## Data for this task
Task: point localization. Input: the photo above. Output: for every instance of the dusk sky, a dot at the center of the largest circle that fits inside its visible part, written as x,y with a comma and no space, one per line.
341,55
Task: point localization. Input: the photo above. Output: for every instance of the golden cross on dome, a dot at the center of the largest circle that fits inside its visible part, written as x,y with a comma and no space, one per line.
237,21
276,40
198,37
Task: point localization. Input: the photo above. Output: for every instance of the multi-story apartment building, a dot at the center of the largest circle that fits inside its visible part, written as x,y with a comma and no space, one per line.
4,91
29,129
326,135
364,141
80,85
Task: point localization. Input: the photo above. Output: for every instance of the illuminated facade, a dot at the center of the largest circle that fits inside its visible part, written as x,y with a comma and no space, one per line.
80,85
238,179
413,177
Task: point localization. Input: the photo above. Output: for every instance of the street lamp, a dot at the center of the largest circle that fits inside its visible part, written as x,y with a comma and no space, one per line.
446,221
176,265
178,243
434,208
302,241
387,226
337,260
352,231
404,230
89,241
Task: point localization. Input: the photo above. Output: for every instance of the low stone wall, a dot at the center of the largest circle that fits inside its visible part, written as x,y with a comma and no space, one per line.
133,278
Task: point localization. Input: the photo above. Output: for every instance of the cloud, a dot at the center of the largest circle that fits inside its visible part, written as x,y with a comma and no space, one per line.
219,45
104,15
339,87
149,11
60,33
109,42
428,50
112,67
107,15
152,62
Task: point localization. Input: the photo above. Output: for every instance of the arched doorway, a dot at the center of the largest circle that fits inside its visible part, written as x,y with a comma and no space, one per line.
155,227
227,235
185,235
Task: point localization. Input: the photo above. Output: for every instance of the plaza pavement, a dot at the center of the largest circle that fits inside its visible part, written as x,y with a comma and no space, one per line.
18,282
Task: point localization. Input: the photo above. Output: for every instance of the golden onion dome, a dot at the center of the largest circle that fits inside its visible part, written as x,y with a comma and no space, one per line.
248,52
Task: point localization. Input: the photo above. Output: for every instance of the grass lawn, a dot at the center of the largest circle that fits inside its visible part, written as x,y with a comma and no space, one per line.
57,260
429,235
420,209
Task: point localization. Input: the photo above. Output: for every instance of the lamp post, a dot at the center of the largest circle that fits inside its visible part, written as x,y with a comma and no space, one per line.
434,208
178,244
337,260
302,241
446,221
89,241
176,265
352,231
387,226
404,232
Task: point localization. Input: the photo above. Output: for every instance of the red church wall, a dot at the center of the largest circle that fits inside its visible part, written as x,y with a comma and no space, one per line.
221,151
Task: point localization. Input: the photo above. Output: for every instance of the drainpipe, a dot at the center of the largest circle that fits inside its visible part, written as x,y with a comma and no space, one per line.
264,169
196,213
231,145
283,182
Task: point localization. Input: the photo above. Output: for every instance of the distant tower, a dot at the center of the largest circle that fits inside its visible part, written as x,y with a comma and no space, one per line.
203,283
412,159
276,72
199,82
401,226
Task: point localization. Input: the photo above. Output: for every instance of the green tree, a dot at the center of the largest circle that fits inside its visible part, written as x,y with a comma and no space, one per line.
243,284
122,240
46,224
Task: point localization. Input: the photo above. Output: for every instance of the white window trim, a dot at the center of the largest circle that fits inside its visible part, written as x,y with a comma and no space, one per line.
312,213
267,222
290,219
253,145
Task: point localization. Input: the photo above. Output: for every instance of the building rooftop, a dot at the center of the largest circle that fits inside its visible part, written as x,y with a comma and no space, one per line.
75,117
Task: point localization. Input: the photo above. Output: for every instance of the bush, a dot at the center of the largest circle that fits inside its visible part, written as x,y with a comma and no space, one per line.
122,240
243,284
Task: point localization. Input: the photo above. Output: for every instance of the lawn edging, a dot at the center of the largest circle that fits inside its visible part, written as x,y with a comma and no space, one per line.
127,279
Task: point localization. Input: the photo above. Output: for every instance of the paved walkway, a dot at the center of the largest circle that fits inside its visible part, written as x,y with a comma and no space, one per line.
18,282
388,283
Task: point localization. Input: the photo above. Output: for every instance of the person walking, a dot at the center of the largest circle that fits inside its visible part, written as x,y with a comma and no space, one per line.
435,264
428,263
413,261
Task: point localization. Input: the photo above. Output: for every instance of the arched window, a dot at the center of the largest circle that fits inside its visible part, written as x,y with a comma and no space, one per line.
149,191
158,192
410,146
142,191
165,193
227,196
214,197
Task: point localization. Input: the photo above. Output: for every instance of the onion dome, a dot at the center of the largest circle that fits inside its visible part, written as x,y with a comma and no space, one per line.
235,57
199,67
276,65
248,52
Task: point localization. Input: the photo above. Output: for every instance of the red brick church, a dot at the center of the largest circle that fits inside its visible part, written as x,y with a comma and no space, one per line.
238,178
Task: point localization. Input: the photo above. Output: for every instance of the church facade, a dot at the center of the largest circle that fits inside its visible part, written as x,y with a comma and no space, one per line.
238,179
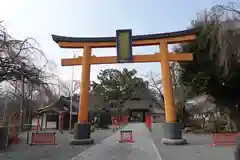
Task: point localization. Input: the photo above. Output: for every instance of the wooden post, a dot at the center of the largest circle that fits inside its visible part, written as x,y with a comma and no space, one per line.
167,84
83,105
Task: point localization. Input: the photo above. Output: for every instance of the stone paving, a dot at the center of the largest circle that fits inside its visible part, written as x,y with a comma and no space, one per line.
142,149
62,151
198,148
147,146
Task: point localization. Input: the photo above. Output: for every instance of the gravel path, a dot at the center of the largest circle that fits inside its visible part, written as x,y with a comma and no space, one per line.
142,149
197,149
61,151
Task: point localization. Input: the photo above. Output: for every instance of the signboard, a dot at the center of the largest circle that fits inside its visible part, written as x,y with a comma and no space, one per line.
124,46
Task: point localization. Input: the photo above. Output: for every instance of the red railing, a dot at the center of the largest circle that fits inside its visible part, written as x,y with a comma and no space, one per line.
223,139
43,138
149,122
126,136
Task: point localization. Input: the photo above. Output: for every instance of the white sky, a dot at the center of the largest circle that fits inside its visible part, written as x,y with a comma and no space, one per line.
41,18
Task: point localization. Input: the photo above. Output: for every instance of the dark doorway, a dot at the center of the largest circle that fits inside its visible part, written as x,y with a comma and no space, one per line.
138,115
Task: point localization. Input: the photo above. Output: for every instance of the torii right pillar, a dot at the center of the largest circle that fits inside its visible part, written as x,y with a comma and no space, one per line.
172,128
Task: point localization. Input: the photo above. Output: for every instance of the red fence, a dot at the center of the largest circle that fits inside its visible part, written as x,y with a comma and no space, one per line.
126,136
223,139
149,122
43,138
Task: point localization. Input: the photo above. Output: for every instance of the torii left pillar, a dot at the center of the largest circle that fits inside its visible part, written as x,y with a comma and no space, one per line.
82,129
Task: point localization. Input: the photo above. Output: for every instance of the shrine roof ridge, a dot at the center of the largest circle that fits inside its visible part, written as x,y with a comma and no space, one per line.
187,32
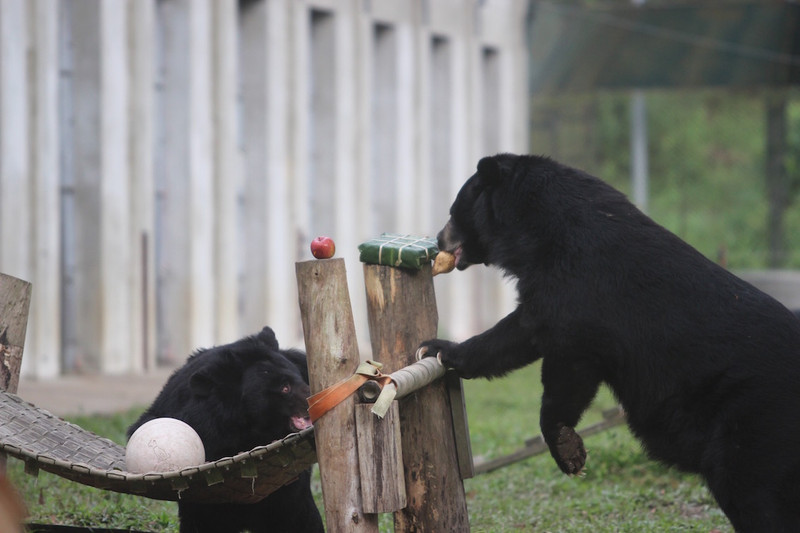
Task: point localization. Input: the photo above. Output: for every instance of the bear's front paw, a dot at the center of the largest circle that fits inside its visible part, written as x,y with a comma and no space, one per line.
441,349
568,451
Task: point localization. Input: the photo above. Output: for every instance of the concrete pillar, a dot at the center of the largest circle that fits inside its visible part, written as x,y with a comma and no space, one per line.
42,353
15,185
186,211
227,168
142,165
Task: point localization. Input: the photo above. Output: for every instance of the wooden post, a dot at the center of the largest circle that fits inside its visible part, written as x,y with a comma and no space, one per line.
15,299
332,350
380,460
402,312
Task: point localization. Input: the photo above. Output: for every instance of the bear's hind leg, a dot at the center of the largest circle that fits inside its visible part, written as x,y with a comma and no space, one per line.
569,388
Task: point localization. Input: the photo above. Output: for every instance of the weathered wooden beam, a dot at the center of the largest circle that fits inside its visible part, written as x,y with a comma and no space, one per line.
332,350
402,312
15,300
380,459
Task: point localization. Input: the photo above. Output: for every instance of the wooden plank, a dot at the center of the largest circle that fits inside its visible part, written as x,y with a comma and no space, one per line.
380,459
402,312
332,350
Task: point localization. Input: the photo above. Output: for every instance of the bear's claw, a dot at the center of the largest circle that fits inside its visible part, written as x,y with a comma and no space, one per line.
571,455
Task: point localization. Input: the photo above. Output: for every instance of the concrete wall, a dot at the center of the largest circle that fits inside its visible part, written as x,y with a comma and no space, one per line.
163,164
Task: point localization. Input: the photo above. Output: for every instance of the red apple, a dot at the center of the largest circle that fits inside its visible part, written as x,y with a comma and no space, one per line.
323,248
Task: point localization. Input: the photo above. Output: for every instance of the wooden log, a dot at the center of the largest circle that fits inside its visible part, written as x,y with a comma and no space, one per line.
402,312
15,300
332,350
380,459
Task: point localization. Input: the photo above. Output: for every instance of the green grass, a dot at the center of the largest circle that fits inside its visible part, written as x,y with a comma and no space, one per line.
622,490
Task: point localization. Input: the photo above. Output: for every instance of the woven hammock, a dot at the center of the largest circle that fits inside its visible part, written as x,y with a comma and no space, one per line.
45,441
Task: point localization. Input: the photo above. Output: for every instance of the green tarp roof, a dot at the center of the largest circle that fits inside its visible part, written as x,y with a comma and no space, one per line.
706,44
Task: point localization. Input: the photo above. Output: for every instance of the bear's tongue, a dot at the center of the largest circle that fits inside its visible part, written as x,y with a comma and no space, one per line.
300,422
457,255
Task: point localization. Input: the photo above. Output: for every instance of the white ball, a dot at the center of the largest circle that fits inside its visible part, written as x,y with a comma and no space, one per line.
163,445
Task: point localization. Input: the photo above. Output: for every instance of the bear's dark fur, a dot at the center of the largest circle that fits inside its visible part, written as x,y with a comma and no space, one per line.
706,366
239,396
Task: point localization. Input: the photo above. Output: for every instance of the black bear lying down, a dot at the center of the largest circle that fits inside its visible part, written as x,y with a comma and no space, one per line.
706,366
239,396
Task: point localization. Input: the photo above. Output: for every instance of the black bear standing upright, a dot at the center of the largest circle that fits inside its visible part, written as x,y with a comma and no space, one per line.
236,397
706,366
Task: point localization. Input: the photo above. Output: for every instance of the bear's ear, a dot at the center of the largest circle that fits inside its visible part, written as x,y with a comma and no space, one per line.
267,336
220,371
489,170
202,382
298,358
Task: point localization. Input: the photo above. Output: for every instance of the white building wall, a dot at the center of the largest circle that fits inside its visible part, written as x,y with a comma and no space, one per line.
163,164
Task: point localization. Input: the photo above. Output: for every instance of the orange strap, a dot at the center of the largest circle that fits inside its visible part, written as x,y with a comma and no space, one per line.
325,400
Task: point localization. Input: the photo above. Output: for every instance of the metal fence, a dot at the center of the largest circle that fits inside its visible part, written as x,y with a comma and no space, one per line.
164,163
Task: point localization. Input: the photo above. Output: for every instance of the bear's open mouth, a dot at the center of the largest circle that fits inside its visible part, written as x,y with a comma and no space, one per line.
459,264
300,422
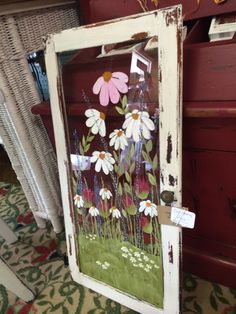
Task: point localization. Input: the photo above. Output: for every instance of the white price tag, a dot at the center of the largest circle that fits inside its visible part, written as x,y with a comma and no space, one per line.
182,217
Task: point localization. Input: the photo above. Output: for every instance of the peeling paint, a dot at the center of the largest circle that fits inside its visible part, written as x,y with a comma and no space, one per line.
171,17
170,253
169,149
139,36
162,178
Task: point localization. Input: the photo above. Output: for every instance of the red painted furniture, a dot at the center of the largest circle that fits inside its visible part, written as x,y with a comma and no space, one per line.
209,134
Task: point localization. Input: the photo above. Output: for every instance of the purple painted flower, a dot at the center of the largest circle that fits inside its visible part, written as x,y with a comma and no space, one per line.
109,86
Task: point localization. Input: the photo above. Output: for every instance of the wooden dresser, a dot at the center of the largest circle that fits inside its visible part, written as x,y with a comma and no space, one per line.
209,134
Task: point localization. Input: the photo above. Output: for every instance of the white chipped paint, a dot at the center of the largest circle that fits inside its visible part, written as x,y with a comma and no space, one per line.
154,24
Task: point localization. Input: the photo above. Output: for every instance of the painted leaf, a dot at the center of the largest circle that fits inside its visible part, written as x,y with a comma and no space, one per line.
124,213
124,101
148,228
119,110
83,141
127,176
142,195
152,179
149,146
104,214
132,151
197,307
131,210
120,190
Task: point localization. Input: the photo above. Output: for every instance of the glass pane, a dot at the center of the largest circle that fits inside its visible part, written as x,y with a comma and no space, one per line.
112,105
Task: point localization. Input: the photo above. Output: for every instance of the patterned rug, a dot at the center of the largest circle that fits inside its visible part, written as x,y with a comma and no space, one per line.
38,257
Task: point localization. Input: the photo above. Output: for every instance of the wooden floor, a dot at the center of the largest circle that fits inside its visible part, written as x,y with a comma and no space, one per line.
7,174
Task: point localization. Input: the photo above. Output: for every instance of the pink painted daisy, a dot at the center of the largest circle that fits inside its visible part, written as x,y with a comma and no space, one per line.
109,86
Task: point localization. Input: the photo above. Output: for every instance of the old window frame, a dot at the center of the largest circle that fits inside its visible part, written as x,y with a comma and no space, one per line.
166,24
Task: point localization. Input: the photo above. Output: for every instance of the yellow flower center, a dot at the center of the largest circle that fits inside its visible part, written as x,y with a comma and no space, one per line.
135,116
120,133
148,204
107,76
102,156
102,115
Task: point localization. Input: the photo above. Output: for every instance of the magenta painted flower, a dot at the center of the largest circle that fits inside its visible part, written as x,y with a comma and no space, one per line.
141,188
109,86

## Work to do
Each line from the one containing "the white chipped" to the final line of the entries above must be returned exactly, and no other line may appear.

## Response to this exercise
Task: point localization. Input: the photo above. Output: for every instance of the white chipped paint, a dot at the center of the largest circle that fits inside its visible part, written as x,y with a comma and no space, one per line.
154,24
Task: point localization. Input: the photo above. Output: for every instance of the painted leaf, a dot at the center of the largest circle that fits inside its visible part, written as x,y with a comma and no space, one per line.
124,213
124,101
148,228
119,110
83,141
127,176
142,195
152,179
149,146
104,214
132,151
197,307
131,210
120,190
Task: point localization. Input: the photo above. Output: for every instance of the glass pane, a dot at the center of the largest circle that fits inside its visible part, written as x,y with a comma and no space, one per line.
112,105
Task: point localization. Input: the photo above. Output: for every instance of the patterned rug, a dot at the center of the largest circle that fits inside its visible part, written as x,y with a comma and no space, one per line.
38,257
Task: point localization. Input: the photo above. Output: for every instance of the wooden floor, a dot at the center of the largest circle that fits inside its visible part, written as x,y with a comma and no space, one per line.
7,174
Task: point localization. Input: the photo above. Output: for every instance of the pink painted daisy, a dot at the center of the largest circle that fits inside its visible part, written as x,y with a comma and no space, one per line.
109,86
Task: point localization. Input: the photo above. Output: for every instance of the old window frame, a dot at the center of the largest circle that fits inside its visible part, written as x,y with a comma and no space, one per line.
166,24
Task: point localization. Input: the photo above. Output: for every instance of the yellow flower center, a dot at the center of the largest circle that fits inside its visible part, written as x,y with a comma and no space, one per line.
135,116
120,133
148,204
107,76
102,156
102,115
Task: point localization. Input: the photo above. Output: for every instance of the magenta painted flower, a dot at the center of the largest circle that fits inside its visible part, written as x,y with a comma and no space, one per line.
141,188
109,86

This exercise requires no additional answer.